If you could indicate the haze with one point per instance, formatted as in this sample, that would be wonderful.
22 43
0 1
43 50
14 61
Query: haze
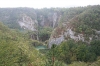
46 3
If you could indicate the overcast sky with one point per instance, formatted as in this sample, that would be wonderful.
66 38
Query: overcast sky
47 3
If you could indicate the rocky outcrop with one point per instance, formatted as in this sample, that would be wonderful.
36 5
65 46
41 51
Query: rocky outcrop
27 23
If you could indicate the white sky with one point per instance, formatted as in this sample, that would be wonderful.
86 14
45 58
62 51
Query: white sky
47 3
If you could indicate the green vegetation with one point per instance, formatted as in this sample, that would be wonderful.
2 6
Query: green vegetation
15 50
18 48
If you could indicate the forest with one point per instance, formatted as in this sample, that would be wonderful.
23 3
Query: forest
18 46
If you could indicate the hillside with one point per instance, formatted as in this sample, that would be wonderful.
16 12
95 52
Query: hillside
16 50
83 27
71 36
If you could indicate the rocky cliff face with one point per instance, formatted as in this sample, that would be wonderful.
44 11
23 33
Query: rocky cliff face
26 22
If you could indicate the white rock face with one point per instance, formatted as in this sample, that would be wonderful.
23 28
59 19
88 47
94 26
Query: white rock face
56 41
27 23
68 33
▬▬▬▬▬▬▬▬▬▬
Exercise directions.
Images stay out; the entries above are to be printed exactly.

Answer area.
If you could indicate the haze with one point per instance, formatted as in this sample, that would be wonderful.
22 43
0 1
43 50
14 61
Query: haze
46 3
If you could indicate the overcast sky with one point per instance, formatted as in this sample, that would be wonderful.
66 38
Query: overcast sky
47 3
If you could indicate the rocky outcrop with one point per instance, formatted as in this sample, that would be wonderful.
36 5
65 46
41 51
Query: rocky outcrop
27 23
If you could indicate the white sky with one point per instance, formatted as in this sample, that would be wonderful.
86 14
45 58
62 51
Query: white sky
47 3
If you could indicate the green vegetation with one point per instance, formatted as in this sample, that would be wonderful.
2 6
Query: green vegetation
15 50
18 48
If you could indicate the forest with one point per instance, formatted as in this sample, that would be wonderful.
23 3
Query: forest
18 46
If you could indicate the hillside with one point per instance, formatted as in this sample, that would be wonderful.
16 12
95 52
Query: hillside
16 50
83 27
71 36
If you could indicate the rocky cliff face with one point per instance, formatted as in this sample, that would be wonderful.
44 11
23 33
Query: rocky cliff face
26 22
If you could indicate the white rock face with one point per instance, formatted as in this sample, that would be wonderful.
23 28
59 19
88 47
94 26
Query: white rock face
56 41
27 23
68 33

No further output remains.